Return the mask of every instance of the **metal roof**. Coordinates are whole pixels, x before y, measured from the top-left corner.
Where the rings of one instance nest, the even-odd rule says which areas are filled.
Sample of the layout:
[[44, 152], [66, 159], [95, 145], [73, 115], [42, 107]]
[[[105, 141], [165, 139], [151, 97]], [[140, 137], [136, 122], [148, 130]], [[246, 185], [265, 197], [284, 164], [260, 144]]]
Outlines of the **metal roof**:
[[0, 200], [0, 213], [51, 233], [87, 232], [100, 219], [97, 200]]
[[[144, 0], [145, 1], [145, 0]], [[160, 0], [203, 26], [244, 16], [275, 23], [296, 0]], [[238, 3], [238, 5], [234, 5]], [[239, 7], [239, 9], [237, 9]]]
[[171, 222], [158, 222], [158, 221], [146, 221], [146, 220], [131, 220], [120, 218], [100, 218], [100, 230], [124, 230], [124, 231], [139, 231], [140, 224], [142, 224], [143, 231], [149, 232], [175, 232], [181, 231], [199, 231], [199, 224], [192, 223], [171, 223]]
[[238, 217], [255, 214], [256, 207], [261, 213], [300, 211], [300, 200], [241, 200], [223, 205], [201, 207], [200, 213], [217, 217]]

################

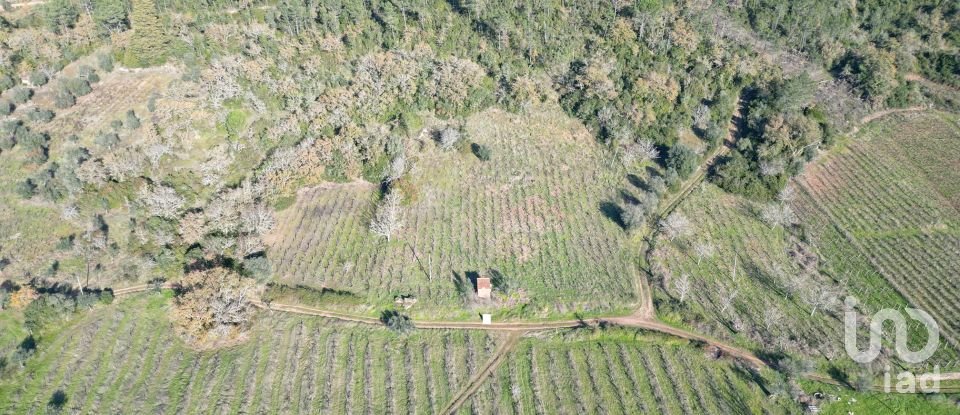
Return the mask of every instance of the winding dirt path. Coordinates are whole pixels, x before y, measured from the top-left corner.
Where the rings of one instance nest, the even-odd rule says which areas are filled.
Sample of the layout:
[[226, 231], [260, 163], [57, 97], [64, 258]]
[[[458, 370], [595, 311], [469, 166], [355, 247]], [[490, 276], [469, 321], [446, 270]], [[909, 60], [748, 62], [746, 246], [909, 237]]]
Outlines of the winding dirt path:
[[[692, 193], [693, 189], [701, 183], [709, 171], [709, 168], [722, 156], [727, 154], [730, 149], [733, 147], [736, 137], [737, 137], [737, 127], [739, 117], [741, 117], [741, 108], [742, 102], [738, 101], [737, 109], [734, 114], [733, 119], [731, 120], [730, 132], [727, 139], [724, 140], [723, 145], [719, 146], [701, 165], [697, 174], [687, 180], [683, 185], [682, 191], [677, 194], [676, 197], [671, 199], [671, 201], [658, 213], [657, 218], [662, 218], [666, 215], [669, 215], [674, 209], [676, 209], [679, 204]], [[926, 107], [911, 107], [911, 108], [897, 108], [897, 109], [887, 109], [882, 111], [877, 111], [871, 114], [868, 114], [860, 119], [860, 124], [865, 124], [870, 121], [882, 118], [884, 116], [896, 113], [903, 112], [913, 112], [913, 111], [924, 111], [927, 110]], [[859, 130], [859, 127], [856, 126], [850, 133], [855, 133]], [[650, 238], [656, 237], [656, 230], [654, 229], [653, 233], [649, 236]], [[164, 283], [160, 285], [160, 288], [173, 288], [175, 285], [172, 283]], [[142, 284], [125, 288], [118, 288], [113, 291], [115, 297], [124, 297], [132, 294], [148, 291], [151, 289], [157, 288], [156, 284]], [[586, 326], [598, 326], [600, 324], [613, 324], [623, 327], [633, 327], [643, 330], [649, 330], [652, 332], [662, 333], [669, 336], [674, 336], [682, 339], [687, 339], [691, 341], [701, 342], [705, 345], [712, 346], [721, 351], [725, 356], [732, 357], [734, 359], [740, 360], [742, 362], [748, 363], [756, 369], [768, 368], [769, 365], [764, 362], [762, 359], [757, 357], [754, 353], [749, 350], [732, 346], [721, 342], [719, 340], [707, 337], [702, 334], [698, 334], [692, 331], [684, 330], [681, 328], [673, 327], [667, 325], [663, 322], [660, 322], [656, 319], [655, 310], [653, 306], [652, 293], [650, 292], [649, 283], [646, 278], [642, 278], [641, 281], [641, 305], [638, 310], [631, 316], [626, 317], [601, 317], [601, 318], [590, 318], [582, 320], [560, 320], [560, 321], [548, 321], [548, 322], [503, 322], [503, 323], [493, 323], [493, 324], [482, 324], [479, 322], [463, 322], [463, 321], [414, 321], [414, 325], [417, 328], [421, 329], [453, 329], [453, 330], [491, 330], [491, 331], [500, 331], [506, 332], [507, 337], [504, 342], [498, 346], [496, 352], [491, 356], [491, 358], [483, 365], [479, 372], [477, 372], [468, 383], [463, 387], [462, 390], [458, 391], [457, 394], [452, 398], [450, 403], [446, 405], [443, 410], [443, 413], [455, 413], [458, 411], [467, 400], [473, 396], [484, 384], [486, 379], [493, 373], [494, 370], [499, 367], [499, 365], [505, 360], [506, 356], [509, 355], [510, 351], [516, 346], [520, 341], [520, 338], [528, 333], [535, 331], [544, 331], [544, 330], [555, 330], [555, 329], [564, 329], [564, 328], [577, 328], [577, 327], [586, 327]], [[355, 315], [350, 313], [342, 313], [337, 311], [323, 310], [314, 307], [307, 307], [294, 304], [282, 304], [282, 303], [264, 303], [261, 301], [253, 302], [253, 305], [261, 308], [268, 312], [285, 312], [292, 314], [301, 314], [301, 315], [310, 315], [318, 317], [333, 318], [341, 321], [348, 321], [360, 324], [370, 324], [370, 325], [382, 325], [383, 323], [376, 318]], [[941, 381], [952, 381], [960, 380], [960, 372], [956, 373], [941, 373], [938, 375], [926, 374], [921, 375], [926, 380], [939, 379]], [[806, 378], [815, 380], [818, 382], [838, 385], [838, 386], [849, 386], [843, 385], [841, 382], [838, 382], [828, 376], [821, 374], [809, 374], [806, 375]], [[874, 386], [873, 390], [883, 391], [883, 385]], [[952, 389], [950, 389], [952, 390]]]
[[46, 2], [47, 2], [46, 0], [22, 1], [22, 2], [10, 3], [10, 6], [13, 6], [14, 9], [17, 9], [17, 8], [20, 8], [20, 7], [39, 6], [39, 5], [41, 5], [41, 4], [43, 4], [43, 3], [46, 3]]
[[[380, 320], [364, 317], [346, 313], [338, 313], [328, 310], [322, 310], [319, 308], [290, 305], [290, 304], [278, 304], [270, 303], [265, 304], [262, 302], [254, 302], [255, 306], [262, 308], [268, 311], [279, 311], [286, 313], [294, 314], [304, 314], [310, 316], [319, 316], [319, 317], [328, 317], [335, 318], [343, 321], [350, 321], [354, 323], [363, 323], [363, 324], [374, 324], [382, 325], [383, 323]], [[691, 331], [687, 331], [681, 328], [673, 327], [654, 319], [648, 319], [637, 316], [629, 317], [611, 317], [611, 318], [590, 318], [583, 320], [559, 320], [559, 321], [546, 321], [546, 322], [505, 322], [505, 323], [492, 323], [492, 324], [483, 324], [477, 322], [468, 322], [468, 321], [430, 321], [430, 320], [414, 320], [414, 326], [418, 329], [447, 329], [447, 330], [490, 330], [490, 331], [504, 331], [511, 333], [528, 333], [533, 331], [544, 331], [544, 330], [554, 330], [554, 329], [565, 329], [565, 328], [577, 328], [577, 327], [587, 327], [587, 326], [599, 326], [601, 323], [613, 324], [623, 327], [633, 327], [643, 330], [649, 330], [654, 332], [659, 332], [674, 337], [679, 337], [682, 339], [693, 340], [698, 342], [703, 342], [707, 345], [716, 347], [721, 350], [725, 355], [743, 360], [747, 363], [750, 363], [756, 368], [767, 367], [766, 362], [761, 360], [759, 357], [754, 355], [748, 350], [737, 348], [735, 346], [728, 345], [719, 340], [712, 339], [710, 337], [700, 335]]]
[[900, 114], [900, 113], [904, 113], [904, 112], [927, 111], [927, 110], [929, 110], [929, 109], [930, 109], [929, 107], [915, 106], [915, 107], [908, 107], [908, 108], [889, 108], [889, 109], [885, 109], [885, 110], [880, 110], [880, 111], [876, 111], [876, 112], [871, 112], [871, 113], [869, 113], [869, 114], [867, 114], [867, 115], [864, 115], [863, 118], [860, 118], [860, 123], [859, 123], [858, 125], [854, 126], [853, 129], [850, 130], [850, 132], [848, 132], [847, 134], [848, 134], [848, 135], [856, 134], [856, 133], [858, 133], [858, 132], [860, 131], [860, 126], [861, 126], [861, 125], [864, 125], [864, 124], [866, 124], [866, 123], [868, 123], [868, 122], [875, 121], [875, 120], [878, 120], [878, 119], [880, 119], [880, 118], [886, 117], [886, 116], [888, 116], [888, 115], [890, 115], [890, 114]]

################

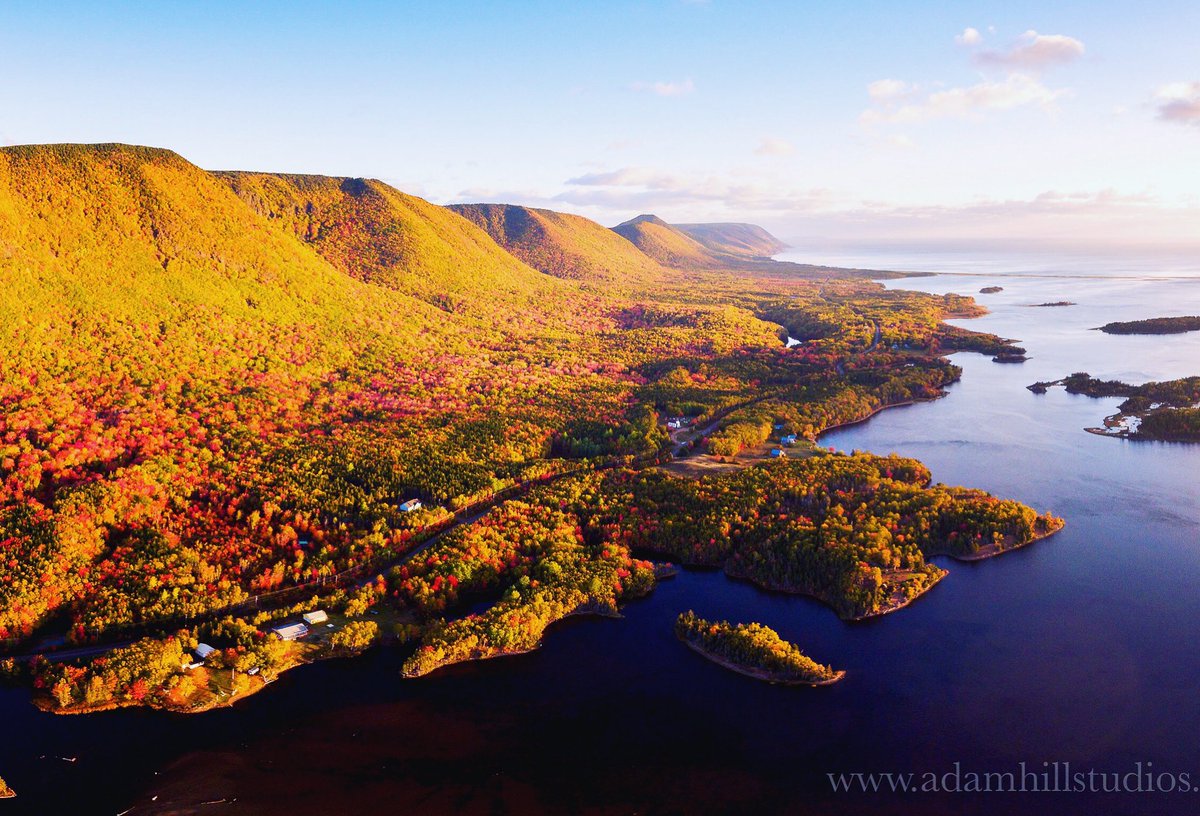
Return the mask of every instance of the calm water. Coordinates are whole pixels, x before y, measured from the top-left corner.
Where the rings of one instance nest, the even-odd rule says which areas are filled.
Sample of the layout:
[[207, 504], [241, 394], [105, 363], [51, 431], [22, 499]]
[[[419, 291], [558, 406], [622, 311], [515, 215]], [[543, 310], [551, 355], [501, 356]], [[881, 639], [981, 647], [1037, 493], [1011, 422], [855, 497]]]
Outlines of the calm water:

################

__Exercise brief__.
Quote the listing above, but only from the line that shows "Return the mask of every instance of the **metal" through the line that shows "164], [260, 144]]]".

__Exercise result__.
Return the mask of every instance of the **metal roof**. Coordinates are whole pixels, x before y, measured from the top-left corner.
Where the rings of one instance nest, the even-odd rule says which areas are filled.
Sample of the layout:
[[44, 152], [66, 159], [95, 145], [73, 115], [42, 107]]
[[[105, 141], [165, 139], [151, 97]], [[140, 137], [136, 122], [148, 130]], [[246, 185], [265, 197], [284, 164], [260, 144]]]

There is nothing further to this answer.